Start of Task inputs

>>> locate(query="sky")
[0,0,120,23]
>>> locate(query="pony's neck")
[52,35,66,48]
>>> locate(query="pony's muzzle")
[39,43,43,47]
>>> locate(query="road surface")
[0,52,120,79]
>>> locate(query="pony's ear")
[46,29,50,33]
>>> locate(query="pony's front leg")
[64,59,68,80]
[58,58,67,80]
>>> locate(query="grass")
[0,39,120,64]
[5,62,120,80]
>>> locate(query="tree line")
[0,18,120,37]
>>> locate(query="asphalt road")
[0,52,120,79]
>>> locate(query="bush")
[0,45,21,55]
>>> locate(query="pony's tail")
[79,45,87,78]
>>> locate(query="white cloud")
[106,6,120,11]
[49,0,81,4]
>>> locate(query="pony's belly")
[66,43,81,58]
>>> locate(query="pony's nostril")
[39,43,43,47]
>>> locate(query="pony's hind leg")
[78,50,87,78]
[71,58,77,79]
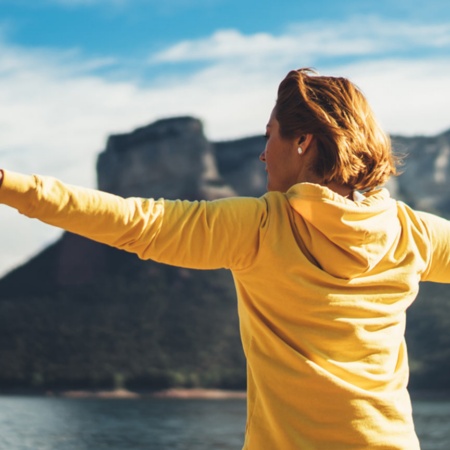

End of Task inputs

Task directions | Collect every line of the material above that contains the word "pony".

Expected output |
>>> locate(query="pony's neck")
>>> locate(query="pony's muzzle")
>>> locate(query="pony's ear")
>>> locate(query="pony's front leg")
>>> locate(query="pony's tail")
>>> locate(query="pony's belly")
>>> locate(query="pony's nostril")
>>> locate(query="pony's hind leg")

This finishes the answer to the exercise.